Set down the data below word for word, leaving out the pictures.

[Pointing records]
◆ ◆ ◆ ◆

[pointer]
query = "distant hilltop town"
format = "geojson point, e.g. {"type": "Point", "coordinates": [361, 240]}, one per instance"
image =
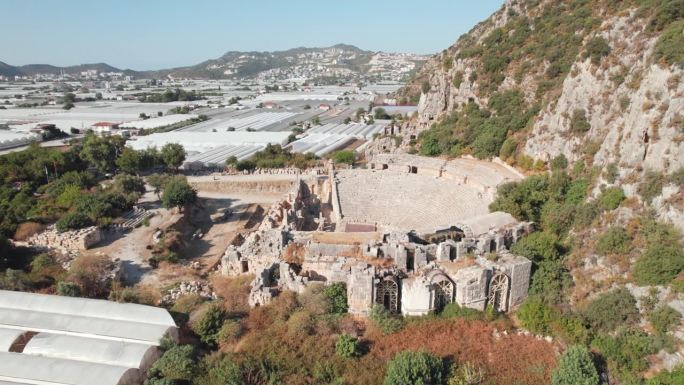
{"type": "Point", "coordinates": [329, 65]}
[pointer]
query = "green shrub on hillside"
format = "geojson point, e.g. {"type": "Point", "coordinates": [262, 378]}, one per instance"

◆ ◆ ◆ ◆

# RESPONSE TO THIS EXERCISE
[pointer]
query = "distant hilltop town"
format = "geojson point, e.g. {"type": "Point", "coordinates": [361, 240]}, one per instance"
image =
{"type": "Point", "coordinates": [329, 65]}
[pointer]
query = "green shrub on hillside"
format = "geojson point, e.g. {"type": "Point", "coordinates": [262, 378]}, one per instance"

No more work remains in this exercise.